§ **What to work on**: Could you rewrite the data from the line containing "If you could segment every instance of the camera" through the end, inclusive, changing "camera logo icon" to "watermark logo" and leaving everything else as it is?

§ **Data records**:
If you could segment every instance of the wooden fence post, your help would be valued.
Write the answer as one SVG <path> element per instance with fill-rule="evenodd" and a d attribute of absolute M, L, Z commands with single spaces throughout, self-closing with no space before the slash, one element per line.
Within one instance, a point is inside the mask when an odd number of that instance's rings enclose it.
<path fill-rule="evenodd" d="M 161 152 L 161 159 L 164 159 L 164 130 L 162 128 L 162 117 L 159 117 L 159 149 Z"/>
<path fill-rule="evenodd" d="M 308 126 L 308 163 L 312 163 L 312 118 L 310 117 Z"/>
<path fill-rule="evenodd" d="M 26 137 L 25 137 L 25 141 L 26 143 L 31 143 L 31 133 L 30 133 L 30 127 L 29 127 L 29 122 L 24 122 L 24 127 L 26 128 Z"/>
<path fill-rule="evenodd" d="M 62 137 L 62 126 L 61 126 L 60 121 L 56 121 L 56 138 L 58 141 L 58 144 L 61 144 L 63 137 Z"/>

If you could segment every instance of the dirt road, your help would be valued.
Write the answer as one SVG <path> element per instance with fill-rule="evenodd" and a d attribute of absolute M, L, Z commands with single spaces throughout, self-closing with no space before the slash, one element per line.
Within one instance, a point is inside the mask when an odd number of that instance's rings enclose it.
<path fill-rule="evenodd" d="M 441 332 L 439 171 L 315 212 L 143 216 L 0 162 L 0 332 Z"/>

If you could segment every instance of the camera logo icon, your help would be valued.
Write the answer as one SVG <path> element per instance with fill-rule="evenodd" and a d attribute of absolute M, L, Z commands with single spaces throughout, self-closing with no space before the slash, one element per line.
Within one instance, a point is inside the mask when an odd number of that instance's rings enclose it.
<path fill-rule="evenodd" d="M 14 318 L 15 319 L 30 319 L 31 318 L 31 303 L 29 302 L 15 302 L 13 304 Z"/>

§ **Solution to this exercise**:
If you could segment every instance of the watermark logo, your help would be valued.
Write the answer as one SVG <path> element per instance with fill-rule="evenodd" and a d attribute of absolute M, L, Z commands with single spaces throughout, self-closing with no space before the slash, one element per line.
Within one instance, a point is inside the mask when an odd number of that instance's rings enclose it.
<path fill-rule="evenodd" d="M 14 318 L 15 319 L 30 319 L 31 318 L 31 303 L 29 302 L 15 302 L 13 304 Z"/>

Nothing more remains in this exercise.